── Exercise material ──

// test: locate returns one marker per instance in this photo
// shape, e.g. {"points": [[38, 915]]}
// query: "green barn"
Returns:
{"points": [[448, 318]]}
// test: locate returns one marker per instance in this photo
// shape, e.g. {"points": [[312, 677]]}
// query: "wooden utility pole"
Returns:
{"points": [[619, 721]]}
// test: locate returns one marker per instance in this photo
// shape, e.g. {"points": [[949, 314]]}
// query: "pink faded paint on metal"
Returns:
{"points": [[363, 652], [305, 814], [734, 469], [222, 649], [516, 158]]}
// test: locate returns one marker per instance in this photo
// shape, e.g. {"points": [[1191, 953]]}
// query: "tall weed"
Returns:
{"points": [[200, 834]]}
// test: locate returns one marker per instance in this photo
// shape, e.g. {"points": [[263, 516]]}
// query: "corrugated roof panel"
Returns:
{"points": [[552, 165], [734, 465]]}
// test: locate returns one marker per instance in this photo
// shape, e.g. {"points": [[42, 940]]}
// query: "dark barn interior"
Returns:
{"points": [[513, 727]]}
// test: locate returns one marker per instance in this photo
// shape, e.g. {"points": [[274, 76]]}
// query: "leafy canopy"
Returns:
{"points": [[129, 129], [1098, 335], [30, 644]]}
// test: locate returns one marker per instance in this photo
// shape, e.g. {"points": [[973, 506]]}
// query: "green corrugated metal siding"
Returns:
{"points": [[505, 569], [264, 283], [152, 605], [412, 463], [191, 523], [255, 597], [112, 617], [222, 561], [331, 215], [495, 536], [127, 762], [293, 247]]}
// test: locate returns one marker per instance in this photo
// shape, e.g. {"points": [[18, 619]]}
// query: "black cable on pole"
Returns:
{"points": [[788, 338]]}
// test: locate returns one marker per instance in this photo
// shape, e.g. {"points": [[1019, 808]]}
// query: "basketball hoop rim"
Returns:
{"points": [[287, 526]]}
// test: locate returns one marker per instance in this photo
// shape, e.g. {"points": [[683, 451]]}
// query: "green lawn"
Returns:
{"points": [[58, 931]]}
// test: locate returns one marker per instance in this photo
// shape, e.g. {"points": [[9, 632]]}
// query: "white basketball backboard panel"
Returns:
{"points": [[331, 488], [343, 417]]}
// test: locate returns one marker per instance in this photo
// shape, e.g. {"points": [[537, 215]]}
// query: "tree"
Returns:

───
── Exercise material ──

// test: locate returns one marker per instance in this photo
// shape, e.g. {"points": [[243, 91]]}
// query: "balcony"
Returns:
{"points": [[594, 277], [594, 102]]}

───

▶ Aim of the exercise
Collect every line of the data above that contains the word "metal", and copy each of those lines in full.

▶ Correct result
// query: "pink faded paint on metal"
// query: "green corrugated metal siding"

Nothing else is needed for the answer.